The Florida National Scenic Trail (FNST) guides hikers through portions of Hernando County including the Cypress Lakes Preserve and the Withlacoochee State Forest (Croom). Its newest addition takes hikers through the Chinsegut Wildlife and Environmental Area (CWEA).
Preparations began over a year ago on this section of the Florida National Scenic Trail (FNST), re-routing trails along the roadway into the wildness type environment within the CWEA, more visually inspiring for hikers.
Volunteer Wes Calhoun, trail coordinator for the Florida Trail Association (FTA) Suncoast chapter, has helped coordinate over 200 miles of trail maintenance.
“I think the state really likes to highlight their properties, so they really encourage us to route the trail through their properties so people can see what they have to offer and can learn. For instance this (Perry Oldenburg) is a wildlife environmental area, which is a place they set aside for the gopher tortoise,” Calhoun said. “People can learn about the wildlife and the area that they (FWC) are trying to preserve.”
Perry Oldenburg WEA is just one of three designated properties of Chinsegut WEA, which is managed by FWC’s Wildlife Biologist and land manager Matt Koenig.
“We ideally would love to have trails here that people want to walk and want to utilize, we (FWC) would like to get as many visitors out here as the area can support and help them appreciate wildlife and habitat,” Koenig said.
This 380-acre area established in 1998 to compensate for gopher tortoise habitat lost to development, is a more pleasing and natural environment to hike other than along the roadside of US HWY 41.
“The trail in Perry Oldenburg has been here for a while but really has been on the road and with the help of FWC, the trail now has been re-routed to reduce the amount road walk and improve the scenic and wildlife quality for the hikers of the national scenic trail,” explained Jeff Glenn, North Florida Regional Representative for the Florida Trail Association.

▸ **Extracted information**

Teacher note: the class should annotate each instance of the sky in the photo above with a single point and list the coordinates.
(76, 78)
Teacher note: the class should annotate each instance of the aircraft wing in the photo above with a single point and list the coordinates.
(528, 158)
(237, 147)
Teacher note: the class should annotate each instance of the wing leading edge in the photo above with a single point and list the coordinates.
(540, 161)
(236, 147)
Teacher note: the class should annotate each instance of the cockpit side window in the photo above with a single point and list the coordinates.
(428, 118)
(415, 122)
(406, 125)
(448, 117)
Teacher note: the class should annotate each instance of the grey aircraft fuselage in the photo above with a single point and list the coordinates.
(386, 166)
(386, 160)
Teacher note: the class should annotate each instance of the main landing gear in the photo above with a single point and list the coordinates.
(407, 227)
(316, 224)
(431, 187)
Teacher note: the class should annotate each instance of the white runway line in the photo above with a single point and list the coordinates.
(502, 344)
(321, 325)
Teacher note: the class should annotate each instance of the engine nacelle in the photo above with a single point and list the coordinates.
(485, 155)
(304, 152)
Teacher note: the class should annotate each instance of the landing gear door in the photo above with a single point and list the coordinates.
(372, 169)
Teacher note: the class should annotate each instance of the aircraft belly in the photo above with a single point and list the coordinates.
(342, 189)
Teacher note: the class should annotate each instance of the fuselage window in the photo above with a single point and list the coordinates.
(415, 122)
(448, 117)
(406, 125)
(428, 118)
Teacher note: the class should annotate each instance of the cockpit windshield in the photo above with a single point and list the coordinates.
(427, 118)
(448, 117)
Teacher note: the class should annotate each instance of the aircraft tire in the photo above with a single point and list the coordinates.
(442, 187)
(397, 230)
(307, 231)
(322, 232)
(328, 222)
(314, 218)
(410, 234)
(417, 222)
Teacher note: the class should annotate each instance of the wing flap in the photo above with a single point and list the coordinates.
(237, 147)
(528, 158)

▸ **Action item**
Copy the passage of the Florida Trail article word for word, starting with "Preparations began over" and going on through "inspiring for hikers.".

▸ **Result below**
Preparations began over a year ago on this section of the Florida National Scenic Trail (FNST), re-routing trails along the roadway into the wildness type environment within the CWEA, more visually inspiring for hikers.